**Exercise task**
Can you lay out the lines starting at the one containing "One pin marks each instance of the white lampshade" and ending at the final line below as a JSON list of strings, with one string per line and blank lines left out?

**Records for the exercise**

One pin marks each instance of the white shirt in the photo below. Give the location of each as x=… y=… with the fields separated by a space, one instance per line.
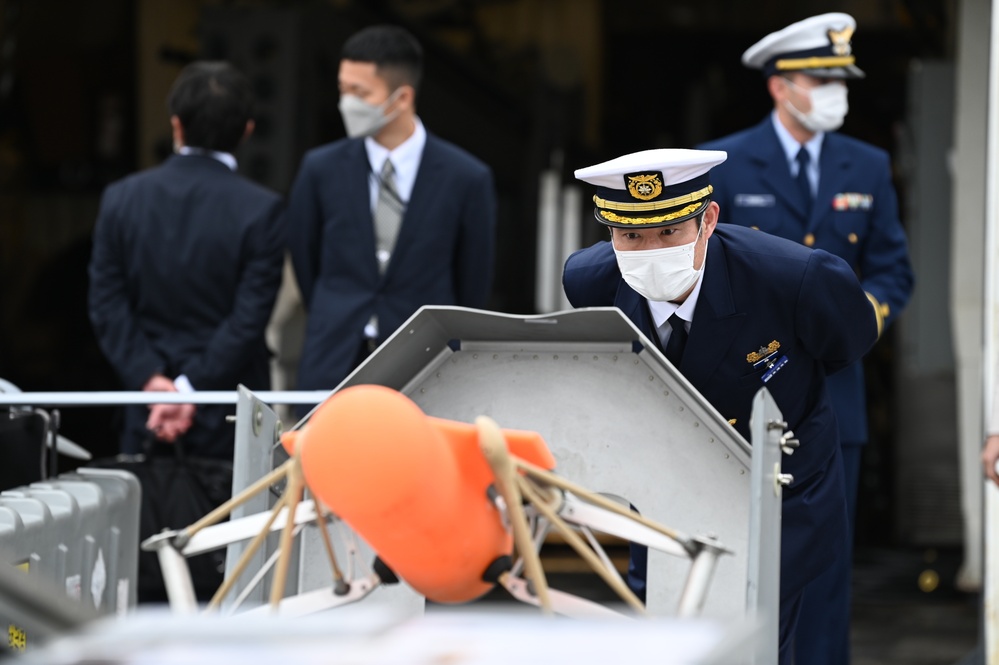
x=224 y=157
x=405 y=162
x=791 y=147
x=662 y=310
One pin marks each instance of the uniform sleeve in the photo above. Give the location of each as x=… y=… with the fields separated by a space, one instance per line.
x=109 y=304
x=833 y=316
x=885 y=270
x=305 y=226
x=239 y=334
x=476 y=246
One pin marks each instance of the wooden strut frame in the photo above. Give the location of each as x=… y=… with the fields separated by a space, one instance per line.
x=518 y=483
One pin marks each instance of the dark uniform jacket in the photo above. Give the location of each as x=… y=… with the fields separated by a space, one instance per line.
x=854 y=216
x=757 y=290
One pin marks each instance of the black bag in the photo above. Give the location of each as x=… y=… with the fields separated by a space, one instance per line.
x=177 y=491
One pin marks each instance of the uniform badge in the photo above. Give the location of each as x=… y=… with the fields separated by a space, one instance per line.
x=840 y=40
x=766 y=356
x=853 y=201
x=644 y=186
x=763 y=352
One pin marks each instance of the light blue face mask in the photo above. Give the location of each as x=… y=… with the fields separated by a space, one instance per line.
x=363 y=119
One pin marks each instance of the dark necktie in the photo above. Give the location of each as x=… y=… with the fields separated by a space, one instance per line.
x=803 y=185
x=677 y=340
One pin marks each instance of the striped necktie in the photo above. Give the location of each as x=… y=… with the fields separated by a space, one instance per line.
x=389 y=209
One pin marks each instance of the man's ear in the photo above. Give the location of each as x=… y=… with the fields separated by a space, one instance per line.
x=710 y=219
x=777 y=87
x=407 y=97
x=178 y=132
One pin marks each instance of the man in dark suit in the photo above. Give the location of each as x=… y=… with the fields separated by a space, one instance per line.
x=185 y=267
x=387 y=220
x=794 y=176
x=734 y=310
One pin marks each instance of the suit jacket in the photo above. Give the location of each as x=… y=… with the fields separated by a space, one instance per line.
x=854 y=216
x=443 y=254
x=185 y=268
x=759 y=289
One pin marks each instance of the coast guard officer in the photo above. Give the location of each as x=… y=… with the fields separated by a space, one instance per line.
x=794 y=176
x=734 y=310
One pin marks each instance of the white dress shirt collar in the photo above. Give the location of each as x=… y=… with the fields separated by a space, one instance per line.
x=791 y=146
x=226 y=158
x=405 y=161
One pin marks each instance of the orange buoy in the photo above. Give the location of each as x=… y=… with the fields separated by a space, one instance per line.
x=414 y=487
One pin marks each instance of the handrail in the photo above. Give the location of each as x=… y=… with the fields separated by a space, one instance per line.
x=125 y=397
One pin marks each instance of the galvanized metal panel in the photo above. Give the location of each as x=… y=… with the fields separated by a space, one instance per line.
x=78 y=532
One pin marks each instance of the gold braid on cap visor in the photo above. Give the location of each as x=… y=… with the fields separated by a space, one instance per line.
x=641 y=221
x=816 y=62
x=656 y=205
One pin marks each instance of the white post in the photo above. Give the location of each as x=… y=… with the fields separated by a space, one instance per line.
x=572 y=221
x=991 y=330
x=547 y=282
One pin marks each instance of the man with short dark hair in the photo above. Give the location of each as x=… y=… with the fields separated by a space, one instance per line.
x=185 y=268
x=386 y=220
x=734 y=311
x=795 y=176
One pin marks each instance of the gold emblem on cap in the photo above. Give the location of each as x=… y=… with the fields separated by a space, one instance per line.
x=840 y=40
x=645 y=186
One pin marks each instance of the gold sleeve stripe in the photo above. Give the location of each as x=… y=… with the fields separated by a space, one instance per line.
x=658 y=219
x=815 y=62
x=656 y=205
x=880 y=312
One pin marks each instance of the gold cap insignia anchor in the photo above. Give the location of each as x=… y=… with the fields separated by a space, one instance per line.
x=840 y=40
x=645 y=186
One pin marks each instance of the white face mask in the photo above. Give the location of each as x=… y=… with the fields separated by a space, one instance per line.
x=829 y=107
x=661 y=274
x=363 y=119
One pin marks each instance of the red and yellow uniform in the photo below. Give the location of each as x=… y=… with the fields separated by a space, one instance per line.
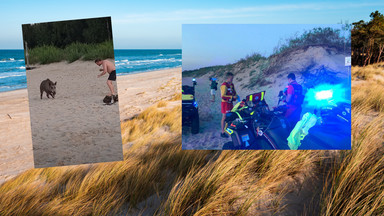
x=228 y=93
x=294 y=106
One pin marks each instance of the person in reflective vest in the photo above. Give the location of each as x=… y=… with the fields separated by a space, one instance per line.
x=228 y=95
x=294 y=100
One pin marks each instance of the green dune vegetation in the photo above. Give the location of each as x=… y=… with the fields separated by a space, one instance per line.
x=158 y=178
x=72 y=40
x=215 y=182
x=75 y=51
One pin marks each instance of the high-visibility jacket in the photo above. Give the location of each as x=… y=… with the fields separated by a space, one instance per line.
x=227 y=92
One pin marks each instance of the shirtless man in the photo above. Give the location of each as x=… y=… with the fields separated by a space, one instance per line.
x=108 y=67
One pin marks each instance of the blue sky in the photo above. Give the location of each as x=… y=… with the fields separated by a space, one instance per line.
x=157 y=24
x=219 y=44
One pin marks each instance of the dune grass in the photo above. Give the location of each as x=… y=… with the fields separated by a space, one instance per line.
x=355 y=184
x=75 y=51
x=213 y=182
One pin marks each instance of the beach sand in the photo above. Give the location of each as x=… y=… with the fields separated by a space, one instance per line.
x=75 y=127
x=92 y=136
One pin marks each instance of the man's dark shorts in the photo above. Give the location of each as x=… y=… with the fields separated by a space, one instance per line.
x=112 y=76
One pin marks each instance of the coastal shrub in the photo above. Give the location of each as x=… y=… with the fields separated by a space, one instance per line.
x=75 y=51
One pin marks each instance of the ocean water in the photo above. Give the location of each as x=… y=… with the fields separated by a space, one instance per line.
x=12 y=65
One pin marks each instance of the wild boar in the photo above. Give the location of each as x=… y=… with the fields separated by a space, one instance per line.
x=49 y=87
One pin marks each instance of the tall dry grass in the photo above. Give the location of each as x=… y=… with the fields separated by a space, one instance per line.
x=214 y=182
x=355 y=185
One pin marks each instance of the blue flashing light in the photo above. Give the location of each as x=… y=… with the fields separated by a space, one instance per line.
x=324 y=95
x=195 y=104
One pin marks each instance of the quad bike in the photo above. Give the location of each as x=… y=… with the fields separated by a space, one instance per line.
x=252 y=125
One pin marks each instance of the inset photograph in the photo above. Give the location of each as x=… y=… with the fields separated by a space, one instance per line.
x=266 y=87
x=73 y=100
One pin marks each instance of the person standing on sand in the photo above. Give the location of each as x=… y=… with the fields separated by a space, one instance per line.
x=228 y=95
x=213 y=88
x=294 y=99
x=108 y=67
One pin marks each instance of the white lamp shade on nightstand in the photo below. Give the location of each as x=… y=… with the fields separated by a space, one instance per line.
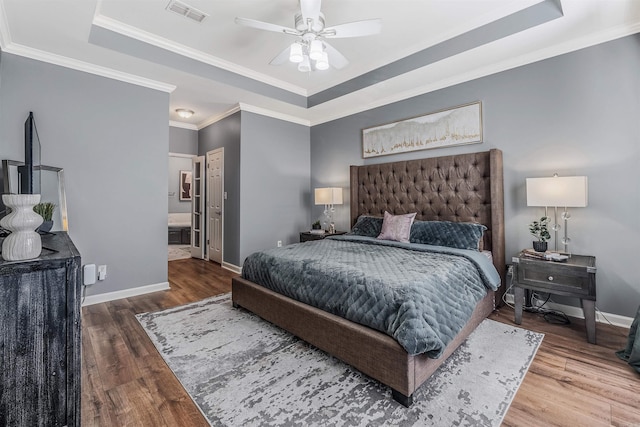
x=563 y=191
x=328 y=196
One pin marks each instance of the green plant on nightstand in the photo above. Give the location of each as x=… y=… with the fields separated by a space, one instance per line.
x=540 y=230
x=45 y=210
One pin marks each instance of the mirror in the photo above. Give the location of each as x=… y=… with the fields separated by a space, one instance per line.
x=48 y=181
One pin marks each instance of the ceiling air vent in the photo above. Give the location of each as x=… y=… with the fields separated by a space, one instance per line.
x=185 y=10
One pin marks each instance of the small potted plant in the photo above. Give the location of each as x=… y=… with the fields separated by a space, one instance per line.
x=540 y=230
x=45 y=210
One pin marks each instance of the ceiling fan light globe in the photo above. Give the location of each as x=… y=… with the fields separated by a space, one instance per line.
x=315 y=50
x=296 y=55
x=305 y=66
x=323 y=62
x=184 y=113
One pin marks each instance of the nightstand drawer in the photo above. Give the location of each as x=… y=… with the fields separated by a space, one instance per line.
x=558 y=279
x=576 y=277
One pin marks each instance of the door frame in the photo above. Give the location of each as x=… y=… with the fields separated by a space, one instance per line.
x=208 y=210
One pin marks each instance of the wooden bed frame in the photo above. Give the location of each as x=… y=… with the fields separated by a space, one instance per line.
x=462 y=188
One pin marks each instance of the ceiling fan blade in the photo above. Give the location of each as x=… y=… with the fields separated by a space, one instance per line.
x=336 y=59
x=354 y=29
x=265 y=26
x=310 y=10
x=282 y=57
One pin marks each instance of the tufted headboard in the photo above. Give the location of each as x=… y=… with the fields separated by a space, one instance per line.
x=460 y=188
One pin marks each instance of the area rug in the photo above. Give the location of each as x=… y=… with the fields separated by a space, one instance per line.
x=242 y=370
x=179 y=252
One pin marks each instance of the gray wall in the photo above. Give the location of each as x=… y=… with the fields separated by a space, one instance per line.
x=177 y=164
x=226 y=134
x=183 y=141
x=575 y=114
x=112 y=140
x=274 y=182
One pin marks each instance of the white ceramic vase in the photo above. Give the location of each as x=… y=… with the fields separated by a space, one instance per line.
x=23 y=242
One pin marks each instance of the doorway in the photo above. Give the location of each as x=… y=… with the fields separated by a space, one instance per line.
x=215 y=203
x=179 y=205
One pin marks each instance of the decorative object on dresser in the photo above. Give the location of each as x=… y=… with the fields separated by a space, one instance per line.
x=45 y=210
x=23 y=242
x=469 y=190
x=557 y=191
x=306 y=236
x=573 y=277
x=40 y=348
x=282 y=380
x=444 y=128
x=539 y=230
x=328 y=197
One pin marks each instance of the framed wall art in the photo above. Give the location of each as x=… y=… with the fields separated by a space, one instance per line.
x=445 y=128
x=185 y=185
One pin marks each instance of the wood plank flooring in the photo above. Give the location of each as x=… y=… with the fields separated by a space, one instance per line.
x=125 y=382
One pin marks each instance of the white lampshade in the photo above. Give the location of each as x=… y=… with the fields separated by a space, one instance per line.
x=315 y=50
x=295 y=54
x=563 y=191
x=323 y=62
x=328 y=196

**Reply to the task**
[
  "One pin marks each instance of the white lampshade in the photo above. Give the location of each as x=… y=… with the fields separated by a space, one instance per line.",
  "x=315 y=50",
  "x=295 y=54",
  "x=563 y=191",
  "x=323 y=62",
  "x=328 y=196"
]